#### DIRECTIONS:
Return the passage from the forum post on supermarket prices below unchanged, starting with "Totally OT: How" and going on through "alone, I wonder?".

#### TEXT PROVIDED:
Totally OT: How much will people pay?

Went into ASDA and marked down were - Strawberries, £2 to 35p. Lovely, sweet and tasty. £2 ? they can keep 'em. Runner beans, £1 to 10p. Terrific with carrots, bacon & mash. £1 ? possibly. Cherries, £2 to 30p. Very nice, been ages since I had one. £2 ? for 26? they can piss off. Obviously they were trying to shift them so I thought I'd help and purchase a few portions.

Presumably, folks actually pay these prices. Do they have too much money? Do they actually see the price? Are they on benefits? Do they give a shit? Just bung it on the card? I'm not short of a few quid but maybe that's cos I refuse to pay silly money for things. Am I alone, I wonder?

Youngs fish in parsley sauce, often £3, sometimes £4, no way Jose. Bachelors cup-a-soup, used to be 5 in a box, now 4 but still the same price. Email Bachelors - you've just increased the price by 25%, ahhh, it's up to the retailer to set the price. etc etc etc. Even a loaf of bread, £1.30 or 2 for £2. Bastards.

Reply to
brass monkey
Loading thread data ...

#### SUPPLIED MATERIAL:
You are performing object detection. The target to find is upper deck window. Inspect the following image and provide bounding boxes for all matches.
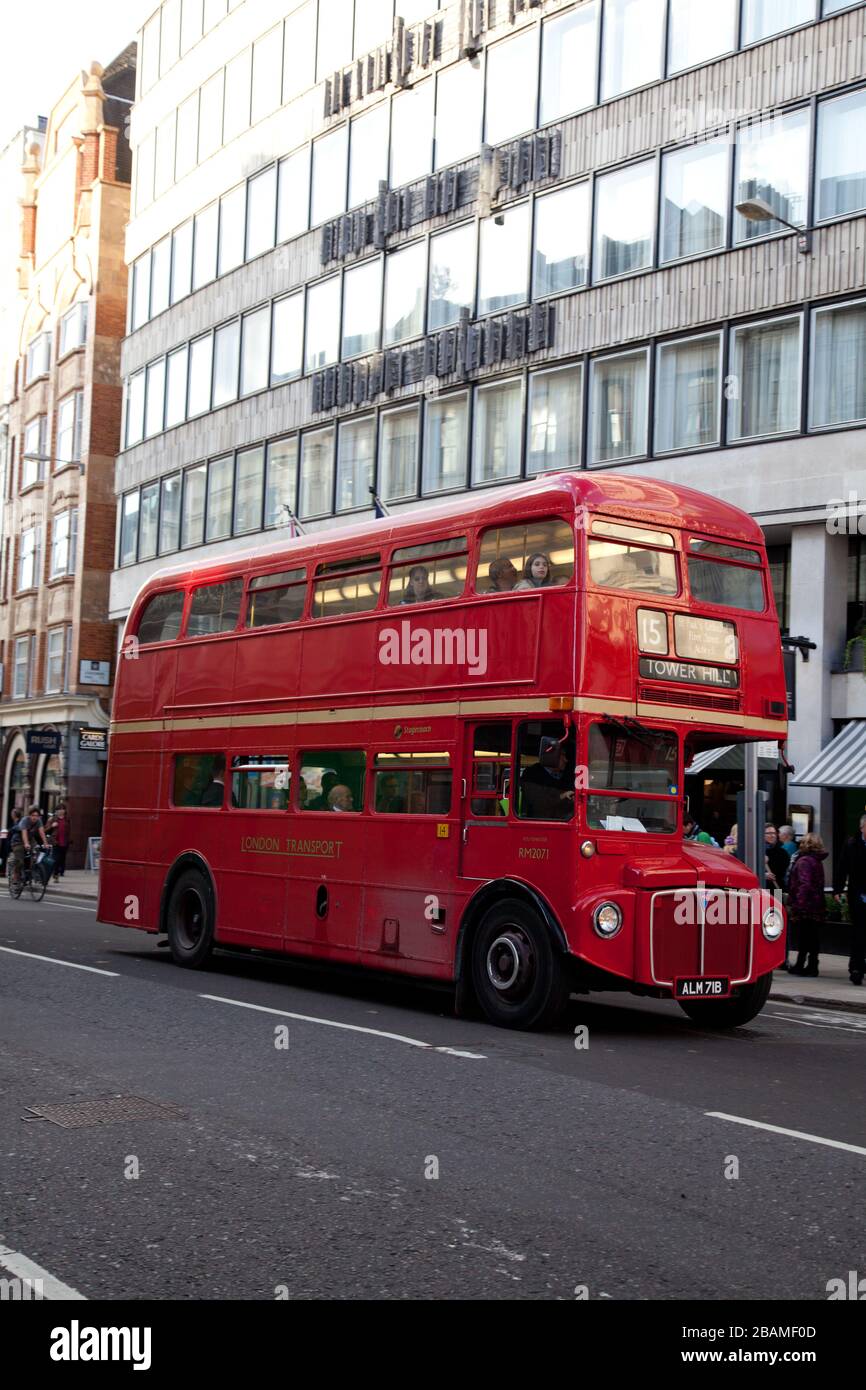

#### FULL ANSWER:
Totally OT: How much will people pay?

Went into ASDA and marked down were - Strawberries, £2 to 35p. Lovely, sweet and tasty. £2 ? they can keep 'em. Runner beans, £1 to 10p. Terrific with carrots, bacon & mash. £1 ? possibly. Cherries, £2 to 30p. Very nice, been ages since I had one. £2 ? for 26? they can piss off. Obviously they were trying to shift them so I thought I'd help and purchase a few portions.

Presumably, folks actually pay these prices. Do they have too much money? Do they actually see the price? Are they on benefits? Do they give a shit? Just bung it on the card? I'm not short of a few quid but maybe that's cos I refuse to pay silly money for things. Am I alone, I wonder?